◆ **Given instruction**
Pick out and copy every line in the records that contains the word "shrub". Letter case matters.

◆ **Material shown**
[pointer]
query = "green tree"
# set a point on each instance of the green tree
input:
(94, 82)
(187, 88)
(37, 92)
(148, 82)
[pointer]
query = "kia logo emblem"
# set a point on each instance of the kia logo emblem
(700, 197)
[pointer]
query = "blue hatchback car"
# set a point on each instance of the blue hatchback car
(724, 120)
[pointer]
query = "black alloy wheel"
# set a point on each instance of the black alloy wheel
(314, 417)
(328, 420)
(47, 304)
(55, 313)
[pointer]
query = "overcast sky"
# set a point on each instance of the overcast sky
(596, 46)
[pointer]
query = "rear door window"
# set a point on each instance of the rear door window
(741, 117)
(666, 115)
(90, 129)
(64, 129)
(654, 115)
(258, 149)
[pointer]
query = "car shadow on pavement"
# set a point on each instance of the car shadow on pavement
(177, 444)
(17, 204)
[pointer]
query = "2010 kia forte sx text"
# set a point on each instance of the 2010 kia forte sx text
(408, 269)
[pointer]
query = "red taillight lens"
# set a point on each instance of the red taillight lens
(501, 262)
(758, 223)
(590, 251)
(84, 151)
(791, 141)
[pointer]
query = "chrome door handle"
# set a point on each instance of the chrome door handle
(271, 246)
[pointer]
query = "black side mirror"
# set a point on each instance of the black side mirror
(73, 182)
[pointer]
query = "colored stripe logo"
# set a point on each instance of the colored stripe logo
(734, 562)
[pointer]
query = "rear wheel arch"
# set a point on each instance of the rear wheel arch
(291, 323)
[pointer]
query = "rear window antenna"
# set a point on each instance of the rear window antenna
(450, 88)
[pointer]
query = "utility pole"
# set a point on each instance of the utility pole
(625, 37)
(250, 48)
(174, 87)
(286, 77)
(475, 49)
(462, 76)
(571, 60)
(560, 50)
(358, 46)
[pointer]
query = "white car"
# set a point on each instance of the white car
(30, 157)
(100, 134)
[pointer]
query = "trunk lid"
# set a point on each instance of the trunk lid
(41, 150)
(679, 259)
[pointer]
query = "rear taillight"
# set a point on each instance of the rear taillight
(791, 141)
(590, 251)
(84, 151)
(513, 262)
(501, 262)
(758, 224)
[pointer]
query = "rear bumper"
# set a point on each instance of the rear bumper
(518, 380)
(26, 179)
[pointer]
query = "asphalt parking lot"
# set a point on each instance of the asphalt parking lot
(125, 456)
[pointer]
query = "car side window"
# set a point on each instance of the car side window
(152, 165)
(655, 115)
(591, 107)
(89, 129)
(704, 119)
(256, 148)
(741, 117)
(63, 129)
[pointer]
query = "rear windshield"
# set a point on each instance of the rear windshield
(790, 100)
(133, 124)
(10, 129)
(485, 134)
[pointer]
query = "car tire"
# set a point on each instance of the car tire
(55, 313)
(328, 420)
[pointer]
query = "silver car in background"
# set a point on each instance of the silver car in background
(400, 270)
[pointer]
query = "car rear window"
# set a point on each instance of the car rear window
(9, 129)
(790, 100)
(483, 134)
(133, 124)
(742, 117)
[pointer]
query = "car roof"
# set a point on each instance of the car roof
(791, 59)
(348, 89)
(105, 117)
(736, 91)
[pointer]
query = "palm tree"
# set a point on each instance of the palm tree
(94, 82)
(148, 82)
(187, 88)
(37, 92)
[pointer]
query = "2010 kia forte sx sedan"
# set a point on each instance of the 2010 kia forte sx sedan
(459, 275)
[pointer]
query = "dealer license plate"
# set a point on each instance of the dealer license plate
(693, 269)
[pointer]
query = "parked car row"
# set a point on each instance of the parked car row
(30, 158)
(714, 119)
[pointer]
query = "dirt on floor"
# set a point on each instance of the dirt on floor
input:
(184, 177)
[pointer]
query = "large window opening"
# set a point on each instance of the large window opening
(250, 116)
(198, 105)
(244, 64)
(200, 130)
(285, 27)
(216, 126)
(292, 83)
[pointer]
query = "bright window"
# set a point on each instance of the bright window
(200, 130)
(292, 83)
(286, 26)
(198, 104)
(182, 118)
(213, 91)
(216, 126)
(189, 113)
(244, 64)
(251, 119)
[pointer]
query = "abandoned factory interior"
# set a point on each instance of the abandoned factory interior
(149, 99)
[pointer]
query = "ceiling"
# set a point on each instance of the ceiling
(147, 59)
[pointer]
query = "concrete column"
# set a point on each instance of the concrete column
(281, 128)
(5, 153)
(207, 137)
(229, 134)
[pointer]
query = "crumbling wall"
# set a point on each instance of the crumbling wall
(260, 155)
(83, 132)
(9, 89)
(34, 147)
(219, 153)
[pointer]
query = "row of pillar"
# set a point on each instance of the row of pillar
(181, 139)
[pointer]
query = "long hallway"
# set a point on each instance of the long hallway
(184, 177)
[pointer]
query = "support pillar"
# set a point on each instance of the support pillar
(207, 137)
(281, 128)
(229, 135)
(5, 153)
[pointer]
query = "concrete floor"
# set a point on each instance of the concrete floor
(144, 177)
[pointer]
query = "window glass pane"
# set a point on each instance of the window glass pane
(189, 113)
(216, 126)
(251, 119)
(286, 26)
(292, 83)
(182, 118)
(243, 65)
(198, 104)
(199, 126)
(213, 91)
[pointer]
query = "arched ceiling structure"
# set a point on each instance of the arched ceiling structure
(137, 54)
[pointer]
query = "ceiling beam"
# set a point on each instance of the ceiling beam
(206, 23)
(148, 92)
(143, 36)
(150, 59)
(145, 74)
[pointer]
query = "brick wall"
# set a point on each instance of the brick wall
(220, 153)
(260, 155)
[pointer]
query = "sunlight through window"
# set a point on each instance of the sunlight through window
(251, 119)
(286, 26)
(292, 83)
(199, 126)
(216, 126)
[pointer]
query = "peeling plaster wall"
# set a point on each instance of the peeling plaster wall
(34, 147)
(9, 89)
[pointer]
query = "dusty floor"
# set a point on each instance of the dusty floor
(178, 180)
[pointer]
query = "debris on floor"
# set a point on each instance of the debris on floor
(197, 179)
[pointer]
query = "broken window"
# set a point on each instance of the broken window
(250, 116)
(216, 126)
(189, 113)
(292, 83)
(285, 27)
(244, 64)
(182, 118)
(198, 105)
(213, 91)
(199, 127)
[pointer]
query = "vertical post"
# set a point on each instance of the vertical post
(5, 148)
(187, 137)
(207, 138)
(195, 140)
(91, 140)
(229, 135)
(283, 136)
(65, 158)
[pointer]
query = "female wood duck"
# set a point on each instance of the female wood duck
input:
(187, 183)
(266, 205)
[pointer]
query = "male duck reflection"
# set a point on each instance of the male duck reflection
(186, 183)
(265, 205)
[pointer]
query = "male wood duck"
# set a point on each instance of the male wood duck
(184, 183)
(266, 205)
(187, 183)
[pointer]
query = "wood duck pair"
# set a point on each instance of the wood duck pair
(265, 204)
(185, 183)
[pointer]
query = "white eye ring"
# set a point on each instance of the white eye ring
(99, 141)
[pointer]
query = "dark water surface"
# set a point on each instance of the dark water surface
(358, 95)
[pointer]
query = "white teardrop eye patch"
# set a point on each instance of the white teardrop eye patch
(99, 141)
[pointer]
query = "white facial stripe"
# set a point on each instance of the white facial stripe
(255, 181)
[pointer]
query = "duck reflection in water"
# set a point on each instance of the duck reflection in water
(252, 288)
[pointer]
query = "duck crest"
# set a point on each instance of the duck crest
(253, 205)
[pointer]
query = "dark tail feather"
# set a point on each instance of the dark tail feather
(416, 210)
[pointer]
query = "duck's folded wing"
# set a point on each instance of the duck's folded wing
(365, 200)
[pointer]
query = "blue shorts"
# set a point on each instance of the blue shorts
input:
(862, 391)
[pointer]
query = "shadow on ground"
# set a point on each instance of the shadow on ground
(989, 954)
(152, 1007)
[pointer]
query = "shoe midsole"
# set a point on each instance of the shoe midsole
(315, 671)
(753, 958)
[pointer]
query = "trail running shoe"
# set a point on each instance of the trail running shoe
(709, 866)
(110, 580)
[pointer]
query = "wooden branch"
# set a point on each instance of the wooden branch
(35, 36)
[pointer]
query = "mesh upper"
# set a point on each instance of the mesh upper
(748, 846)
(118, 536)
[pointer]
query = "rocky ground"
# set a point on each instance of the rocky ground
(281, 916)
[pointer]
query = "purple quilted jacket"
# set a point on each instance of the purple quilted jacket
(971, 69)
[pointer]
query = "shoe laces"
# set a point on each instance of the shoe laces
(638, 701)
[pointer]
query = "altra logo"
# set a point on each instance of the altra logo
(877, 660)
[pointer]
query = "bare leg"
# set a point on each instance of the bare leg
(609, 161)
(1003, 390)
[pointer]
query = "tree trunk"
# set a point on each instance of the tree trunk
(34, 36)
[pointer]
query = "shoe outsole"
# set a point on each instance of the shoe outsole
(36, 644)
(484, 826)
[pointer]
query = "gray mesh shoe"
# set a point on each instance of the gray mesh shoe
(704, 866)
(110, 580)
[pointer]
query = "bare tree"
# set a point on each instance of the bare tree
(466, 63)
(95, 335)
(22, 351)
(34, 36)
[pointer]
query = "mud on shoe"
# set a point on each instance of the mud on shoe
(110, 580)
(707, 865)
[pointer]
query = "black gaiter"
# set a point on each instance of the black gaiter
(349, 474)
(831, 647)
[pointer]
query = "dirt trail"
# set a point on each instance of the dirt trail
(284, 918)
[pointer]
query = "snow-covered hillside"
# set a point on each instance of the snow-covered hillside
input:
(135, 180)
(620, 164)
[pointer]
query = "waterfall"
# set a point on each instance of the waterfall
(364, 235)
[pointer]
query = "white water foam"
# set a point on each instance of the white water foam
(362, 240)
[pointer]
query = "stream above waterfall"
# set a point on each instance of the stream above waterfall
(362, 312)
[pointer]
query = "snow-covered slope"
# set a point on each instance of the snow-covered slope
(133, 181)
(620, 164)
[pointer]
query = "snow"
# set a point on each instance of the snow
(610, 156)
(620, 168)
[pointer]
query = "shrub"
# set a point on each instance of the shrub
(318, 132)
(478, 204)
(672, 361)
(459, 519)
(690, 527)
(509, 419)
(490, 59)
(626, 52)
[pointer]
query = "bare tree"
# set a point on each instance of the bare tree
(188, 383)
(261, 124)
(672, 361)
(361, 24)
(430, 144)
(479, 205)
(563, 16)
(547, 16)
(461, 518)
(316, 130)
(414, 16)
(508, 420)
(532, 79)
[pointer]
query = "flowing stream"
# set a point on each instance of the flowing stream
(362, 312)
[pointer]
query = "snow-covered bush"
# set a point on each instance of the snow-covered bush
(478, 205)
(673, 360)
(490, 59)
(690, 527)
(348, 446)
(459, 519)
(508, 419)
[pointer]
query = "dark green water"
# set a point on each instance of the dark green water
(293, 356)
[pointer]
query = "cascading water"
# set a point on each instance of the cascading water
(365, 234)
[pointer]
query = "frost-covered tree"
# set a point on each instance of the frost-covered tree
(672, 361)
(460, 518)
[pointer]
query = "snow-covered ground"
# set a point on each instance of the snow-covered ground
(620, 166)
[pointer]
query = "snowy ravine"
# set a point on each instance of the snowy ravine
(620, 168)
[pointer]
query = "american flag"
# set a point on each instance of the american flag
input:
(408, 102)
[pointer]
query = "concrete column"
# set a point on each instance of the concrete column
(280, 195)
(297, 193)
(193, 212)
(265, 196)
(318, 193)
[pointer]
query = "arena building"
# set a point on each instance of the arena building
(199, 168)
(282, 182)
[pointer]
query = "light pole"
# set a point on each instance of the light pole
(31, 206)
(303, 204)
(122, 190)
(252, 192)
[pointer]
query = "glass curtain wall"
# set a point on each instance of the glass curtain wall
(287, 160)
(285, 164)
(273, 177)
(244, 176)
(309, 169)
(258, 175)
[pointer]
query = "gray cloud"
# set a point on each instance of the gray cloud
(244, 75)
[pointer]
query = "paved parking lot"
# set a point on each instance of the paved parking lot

◆ **The solution**
query = "shrub"
# set a point on each instance of the shrub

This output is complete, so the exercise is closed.